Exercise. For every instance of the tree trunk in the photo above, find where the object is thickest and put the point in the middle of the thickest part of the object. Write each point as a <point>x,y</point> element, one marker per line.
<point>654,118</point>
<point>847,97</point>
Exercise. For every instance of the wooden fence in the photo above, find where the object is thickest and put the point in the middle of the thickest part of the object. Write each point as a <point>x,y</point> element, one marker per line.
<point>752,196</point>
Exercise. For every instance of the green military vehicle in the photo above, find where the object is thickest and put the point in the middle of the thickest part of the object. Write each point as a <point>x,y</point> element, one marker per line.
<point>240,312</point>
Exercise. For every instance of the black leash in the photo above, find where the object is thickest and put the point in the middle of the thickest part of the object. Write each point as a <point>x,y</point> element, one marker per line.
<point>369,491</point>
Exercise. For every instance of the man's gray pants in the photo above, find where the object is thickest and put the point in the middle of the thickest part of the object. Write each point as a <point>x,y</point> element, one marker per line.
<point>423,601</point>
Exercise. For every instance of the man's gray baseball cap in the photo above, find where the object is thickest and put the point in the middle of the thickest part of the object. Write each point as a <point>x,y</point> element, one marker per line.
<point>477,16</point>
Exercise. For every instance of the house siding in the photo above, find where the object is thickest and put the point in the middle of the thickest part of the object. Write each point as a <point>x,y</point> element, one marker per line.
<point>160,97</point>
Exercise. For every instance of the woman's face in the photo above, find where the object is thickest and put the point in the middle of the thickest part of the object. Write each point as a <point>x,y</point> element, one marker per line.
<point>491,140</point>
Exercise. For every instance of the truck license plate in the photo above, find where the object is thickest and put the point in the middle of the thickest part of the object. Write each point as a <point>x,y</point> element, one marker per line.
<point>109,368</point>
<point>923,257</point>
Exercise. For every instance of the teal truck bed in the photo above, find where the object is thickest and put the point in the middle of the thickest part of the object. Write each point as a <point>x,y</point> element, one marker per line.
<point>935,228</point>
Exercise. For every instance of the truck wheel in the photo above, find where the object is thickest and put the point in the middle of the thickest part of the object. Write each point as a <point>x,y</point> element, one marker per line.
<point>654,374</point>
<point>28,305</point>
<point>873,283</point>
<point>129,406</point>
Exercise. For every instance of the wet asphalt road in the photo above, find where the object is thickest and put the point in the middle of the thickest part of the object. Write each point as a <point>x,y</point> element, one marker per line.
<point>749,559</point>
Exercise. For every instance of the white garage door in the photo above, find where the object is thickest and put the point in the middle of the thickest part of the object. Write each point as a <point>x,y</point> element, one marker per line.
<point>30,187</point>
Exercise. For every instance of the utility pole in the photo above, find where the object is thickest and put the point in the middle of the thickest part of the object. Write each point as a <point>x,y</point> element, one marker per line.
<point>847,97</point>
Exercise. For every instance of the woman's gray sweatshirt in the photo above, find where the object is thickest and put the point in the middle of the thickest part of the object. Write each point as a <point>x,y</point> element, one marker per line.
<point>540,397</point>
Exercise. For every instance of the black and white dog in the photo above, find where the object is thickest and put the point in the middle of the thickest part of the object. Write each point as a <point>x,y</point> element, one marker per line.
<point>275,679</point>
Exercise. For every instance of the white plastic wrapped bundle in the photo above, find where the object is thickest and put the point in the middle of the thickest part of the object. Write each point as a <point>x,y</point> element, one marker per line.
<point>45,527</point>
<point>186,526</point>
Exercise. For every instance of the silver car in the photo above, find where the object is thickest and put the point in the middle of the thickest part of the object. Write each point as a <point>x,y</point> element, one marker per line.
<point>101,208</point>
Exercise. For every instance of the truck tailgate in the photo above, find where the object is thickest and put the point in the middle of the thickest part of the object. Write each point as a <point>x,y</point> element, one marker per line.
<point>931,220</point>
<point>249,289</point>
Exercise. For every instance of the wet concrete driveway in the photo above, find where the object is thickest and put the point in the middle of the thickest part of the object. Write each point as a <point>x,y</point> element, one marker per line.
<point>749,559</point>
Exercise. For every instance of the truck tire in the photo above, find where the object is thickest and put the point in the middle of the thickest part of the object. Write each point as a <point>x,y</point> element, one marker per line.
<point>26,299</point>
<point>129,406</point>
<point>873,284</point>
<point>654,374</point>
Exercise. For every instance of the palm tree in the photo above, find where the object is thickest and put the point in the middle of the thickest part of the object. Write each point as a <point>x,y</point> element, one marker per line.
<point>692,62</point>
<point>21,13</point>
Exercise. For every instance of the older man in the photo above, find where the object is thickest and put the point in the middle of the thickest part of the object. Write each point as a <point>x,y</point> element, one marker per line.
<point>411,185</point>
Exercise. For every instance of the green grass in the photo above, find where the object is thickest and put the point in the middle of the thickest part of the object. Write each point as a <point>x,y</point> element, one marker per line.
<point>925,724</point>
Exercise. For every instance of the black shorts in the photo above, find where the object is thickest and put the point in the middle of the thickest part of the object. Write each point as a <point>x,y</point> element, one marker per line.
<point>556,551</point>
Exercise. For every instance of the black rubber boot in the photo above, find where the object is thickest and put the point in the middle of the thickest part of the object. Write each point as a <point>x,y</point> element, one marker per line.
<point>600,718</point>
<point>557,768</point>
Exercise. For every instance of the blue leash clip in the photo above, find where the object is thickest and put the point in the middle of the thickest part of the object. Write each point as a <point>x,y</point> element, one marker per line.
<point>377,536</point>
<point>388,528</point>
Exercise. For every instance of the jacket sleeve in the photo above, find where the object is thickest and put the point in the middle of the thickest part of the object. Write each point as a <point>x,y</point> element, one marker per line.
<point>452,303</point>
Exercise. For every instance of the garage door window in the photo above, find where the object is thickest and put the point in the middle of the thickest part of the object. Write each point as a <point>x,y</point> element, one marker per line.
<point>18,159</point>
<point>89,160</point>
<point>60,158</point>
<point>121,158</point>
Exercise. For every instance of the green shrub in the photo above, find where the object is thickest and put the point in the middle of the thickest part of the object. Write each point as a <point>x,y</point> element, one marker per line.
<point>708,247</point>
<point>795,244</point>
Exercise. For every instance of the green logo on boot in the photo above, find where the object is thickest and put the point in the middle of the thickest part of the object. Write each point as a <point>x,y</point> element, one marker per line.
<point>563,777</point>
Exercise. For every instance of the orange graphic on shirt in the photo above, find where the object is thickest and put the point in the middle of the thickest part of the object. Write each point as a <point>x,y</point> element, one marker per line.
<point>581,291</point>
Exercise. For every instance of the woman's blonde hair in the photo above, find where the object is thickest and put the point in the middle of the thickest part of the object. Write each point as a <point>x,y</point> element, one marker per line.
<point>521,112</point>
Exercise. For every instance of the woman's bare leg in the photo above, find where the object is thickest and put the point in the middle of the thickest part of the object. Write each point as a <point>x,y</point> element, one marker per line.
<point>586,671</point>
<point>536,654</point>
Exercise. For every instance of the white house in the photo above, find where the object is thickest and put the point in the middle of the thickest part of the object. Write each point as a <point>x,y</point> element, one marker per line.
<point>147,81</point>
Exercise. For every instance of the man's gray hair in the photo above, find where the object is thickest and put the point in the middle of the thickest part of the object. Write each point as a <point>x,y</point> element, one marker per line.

■ **EXERCISE PROMPT**: Reproduce verbatim the stretch of entries above, from the line containing "Exercise. For every instance of the silver" through the line containing "<point>249,289</point>", with both of those lines included.

■ **FINISHED EXERCISE**:
Exercise. For every instance of the silver car in the photo above, find where the object is thickest and put the point in the middle of the thickest part of the object. Write each point as a <point>x,y</point> element, one marker per line.
<point>101,208</point>
Exercise. For every instance of the truck tailgate in the photo above, find where the object is thickest and put the point in the middle of the thickest part of the object. Write each point as a <point>x,y</point> element, one marker per line.
<point>931,220</point>
<point>249,289</point>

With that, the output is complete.